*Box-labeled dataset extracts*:
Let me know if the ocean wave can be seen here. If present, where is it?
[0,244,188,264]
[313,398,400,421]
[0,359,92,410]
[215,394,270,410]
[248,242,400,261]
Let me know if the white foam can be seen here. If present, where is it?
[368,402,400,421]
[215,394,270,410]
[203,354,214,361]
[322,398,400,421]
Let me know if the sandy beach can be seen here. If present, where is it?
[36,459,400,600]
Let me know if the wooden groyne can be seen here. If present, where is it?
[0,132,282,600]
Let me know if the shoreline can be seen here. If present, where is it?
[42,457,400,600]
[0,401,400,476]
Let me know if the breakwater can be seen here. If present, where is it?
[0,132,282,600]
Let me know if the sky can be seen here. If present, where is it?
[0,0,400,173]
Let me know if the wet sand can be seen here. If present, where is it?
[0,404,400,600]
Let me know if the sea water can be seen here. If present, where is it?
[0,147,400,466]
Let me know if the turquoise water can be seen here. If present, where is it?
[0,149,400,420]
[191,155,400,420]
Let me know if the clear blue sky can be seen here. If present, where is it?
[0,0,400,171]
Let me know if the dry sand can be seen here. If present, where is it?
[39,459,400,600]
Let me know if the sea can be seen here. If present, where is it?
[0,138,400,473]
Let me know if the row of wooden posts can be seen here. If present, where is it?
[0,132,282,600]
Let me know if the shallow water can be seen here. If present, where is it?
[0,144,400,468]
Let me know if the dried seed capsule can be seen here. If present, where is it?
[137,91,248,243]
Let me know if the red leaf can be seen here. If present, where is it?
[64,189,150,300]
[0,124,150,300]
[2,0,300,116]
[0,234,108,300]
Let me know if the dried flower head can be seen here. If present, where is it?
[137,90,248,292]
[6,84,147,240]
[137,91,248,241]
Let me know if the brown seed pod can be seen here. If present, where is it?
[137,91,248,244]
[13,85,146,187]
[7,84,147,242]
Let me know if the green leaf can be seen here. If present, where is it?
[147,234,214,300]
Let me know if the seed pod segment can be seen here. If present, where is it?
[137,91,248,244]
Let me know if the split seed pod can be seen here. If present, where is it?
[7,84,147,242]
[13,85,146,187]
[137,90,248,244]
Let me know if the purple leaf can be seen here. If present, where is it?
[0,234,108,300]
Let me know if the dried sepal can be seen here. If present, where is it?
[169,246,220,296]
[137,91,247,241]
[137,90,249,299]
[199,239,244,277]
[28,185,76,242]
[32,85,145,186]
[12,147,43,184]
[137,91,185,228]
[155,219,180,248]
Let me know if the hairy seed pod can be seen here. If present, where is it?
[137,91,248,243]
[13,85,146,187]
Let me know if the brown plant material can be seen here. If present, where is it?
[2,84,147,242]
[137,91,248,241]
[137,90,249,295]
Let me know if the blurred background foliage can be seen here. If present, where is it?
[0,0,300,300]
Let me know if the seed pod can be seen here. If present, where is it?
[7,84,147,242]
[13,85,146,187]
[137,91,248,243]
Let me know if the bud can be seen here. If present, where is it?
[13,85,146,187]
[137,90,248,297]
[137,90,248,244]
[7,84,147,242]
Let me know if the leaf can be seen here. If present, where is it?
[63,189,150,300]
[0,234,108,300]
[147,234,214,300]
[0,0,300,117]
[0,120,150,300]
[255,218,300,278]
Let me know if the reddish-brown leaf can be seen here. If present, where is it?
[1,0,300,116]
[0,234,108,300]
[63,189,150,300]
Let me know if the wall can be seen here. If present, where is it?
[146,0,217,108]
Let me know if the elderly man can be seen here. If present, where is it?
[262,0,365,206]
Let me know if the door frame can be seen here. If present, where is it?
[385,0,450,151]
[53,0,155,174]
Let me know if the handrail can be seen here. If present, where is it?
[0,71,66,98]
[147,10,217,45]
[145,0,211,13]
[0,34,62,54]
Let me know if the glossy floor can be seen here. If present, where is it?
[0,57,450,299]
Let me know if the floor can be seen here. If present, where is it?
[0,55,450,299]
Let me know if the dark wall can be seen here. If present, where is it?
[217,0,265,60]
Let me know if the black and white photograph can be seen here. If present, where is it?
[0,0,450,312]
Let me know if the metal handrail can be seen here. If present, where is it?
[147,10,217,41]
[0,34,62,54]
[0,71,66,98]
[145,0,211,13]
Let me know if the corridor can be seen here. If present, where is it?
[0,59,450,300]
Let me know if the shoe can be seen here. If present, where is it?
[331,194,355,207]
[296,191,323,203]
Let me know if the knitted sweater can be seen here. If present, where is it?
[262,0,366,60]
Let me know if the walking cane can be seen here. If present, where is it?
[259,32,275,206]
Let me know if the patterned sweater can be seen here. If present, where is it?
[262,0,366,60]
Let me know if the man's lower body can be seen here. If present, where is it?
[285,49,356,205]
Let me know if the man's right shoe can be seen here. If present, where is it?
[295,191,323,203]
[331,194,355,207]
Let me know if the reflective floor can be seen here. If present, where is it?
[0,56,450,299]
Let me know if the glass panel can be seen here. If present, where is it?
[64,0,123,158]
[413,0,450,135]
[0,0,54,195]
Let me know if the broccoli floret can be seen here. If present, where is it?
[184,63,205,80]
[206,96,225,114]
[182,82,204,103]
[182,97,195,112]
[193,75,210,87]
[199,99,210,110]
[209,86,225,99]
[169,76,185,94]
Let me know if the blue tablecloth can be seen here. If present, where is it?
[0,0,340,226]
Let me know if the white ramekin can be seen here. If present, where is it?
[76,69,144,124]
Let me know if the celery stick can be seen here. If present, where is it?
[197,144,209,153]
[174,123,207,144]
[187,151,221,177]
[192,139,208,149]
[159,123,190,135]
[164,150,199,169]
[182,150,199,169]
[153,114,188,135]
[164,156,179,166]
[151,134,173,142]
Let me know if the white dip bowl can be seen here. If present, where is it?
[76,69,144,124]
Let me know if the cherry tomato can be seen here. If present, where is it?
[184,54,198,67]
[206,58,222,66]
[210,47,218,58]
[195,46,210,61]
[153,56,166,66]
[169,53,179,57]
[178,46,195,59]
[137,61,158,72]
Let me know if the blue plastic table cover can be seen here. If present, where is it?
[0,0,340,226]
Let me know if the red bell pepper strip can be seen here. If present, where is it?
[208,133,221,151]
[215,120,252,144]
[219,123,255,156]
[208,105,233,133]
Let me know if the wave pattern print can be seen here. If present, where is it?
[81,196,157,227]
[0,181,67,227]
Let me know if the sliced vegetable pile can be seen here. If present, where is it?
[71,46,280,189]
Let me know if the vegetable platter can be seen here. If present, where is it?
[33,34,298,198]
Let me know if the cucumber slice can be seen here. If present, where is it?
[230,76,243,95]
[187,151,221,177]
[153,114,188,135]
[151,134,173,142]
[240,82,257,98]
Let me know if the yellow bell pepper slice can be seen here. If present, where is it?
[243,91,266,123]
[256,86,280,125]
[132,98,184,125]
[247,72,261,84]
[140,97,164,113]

*What the task requires*: Turn the lines starting at the one containing "Let me know if the wet" and ending at the one containing "[0,144,400,468]" into a numbered list, leaving out any blank lines.

*Result below*:
1. Let me know if the wet sand can be seen here. If present, where is it?
2. [0,404,400,600]
3. Let me know if the sea water can be seen here. If present, where is it?
4. [0,147,400,466]
5. Let me know if the turquoise water can be seen here. If present, where is it?
6. [0,149,400,420]
7. [191,155,400,420]
8. Let me know if the clear blue sky can be seen here. If present, where is it?
9. [0,0,400,171]
10. Let me know if the dry sand can be seen here. If present, where is it?
11. [39,459,400,600]
12. Let me know if the sea can be seen here. If present, where is it?
13. [0,138,400,473]
14. Let me know if the row of wooden posts can be seen here. If present, where is it?
15. [0,132,282,600]
16. Let me know if the shallow water can be seen here. If present, where is it?
17. [0,144,400,468]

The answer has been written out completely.